▶ TAREA A REALIZAR
Indica, por favor, si cada afirmación concuerda con el texto sobre las modas literarias, respondiendo sí o no y citando literalmente las palabras del texto que lo deciden. 1. Filebo es el seudónimo de Luis Sánchez Latorre. 2. El sello editorial de Un veterano de tres guerras es la Academia de Historia Militar de Chile. 3. En un principio, el autor atribuyó la popularidad del libro a su estilo literario.

▶ SECCIÓN DE TEXTO
————————

Vistas desde cierta distancia, las modas editoriales o literarias son un asunto curioso y difícil de comprender. Cualquiera que frecuente esos cementerios de libros que son las librerías de segunda mano podrá toparse con montones de títulos que alguna vez fueron populares y que hoy acumulan moho. Pero de repente y de manera inesperada, algunos de estos olvidados nombres del pasado regresan del más allá, como ha ocurrido con Stefan Zweig, Curzio Malaparte y Vicki Baum, entre otros autores de moda de los años 40 y 50 que han vuelto en flamantes reediciones. La historia del gusto literario chileno es un asunto interesante que no se ha estudiado lo suficiente. Alguna vez Filebo (Luis Sánchez Latorre) me comentó que a mediados del siglo pasado los santiaguinos, junto con leer a autores europeos como los recién mencionados, buscaban libros locales sobre temas rurales y que le parecía sorprendente que la gente hiciera cola para leer las últimas entregas de Luis Durand y Eduardo Barrios.

Podría pensarse razonablemente que el tema de un libro popular es un indicio de las preocupaciones y anhelos de sus lectores, pero la mayoría de las veces la literatura hace un comentario oblicuo de la actualidad que es difícil detectar. Cuando vi por primera vez un ejemplar de Un veterano de tres guerras, pensé de inmediato en algo latoso, como los recuerdos del general Estanislao del Campo. El sello editorial de la Academia de Historia Militar de Chile no auguraba nada bueno y creo no ser el único que considera a la historia militar como una de las formas más elaboradas del aburrimiento y a la exaltación de las glorias del Ejército como algo sospechoso. Cuando me volví a topar con este volumen, la campaña del boca a boca ya estaba operando y su popularidad iba en aumento, pero yo seguía inmune a sus efectos, pensando que el libro era el perfecto regalo para el día del padre, un artefacto anticuado y varonil como un frasco de gomina. Le atribuí su popularidad a su temática militar y temblé un poco al pensar que el libro removiera una especie de añoranza postiza en sus lectores por las guerras que no habían peleado.

————————

▶ DATOS ALMACENADOS
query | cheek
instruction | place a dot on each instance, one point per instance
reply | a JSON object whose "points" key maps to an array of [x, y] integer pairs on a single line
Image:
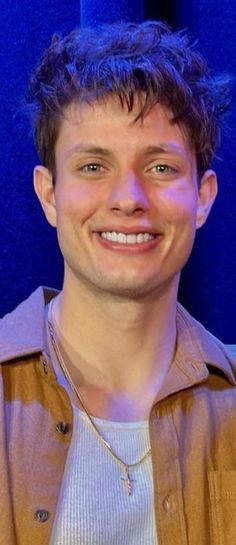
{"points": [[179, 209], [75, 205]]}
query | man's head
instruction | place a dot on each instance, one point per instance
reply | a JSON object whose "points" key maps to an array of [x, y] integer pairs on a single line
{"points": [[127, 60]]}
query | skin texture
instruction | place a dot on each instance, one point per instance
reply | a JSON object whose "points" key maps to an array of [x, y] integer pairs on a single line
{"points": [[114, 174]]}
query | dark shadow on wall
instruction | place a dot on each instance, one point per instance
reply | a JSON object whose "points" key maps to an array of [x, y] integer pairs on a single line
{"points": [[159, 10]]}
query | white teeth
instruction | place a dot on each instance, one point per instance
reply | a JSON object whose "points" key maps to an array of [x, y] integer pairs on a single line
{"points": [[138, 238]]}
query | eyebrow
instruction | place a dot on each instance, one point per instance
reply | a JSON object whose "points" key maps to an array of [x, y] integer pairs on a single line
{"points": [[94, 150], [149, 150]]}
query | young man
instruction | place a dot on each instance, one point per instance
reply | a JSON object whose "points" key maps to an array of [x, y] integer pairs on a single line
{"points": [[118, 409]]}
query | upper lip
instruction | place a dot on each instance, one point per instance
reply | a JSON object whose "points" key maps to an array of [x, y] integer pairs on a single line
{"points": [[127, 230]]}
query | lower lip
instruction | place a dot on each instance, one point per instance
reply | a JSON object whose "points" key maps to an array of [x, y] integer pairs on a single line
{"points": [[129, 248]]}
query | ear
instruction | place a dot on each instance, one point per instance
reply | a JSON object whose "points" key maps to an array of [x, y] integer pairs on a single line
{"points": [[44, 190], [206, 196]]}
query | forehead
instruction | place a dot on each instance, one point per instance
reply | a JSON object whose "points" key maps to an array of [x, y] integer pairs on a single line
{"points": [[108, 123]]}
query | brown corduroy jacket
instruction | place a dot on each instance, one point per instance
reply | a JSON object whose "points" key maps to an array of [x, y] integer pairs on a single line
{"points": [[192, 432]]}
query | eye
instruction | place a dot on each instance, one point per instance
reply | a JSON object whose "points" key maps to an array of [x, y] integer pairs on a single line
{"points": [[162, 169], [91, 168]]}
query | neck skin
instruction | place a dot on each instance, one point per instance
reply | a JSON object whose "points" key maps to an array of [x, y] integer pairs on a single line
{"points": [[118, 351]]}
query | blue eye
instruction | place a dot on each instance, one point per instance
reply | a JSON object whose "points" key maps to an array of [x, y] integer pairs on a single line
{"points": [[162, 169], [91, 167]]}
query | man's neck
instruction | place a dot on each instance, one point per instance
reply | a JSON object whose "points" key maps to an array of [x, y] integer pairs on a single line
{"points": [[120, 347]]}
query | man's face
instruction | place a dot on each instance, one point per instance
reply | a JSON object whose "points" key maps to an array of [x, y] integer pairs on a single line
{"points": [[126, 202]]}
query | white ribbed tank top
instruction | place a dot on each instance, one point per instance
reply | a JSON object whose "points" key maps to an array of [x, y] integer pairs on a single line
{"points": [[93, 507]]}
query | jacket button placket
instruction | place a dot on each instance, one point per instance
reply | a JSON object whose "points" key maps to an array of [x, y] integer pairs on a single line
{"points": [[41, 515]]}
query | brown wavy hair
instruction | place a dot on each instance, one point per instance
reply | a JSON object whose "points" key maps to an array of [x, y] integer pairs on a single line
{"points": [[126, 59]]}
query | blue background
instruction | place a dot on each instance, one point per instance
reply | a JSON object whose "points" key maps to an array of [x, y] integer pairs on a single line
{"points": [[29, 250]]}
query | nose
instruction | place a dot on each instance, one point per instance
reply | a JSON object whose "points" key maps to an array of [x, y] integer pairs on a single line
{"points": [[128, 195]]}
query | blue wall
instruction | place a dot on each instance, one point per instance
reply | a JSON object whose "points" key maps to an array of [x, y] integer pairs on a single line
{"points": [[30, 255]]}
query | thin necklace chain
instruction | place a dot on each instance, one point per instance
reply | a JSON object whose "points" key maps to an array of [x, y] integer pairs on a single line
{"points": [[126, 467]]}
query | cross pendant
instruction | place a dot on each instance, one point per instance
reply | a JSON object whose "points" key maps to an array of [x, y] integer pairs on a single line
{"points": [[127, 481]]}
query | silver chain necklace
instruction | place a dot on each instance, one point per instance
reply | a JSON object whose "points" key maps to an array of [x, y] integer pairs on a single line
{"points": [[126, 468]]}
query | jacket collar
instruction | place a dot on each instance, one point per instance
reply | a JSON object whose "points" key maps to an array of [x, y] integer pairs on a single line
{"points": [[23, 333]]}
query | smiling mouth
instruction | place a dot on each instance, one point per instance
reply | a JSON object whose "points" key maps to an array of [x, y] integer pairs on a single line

————————

▶ RESPUESTA AL EJERCICIO
1. Sí: «Filebo (Luis Sánchez Latorre)».
2. Sí: «El sello editorial de la Academia de Historia Militar de Chile».
3. No: «Le atribuí su popularidad a su temática militar».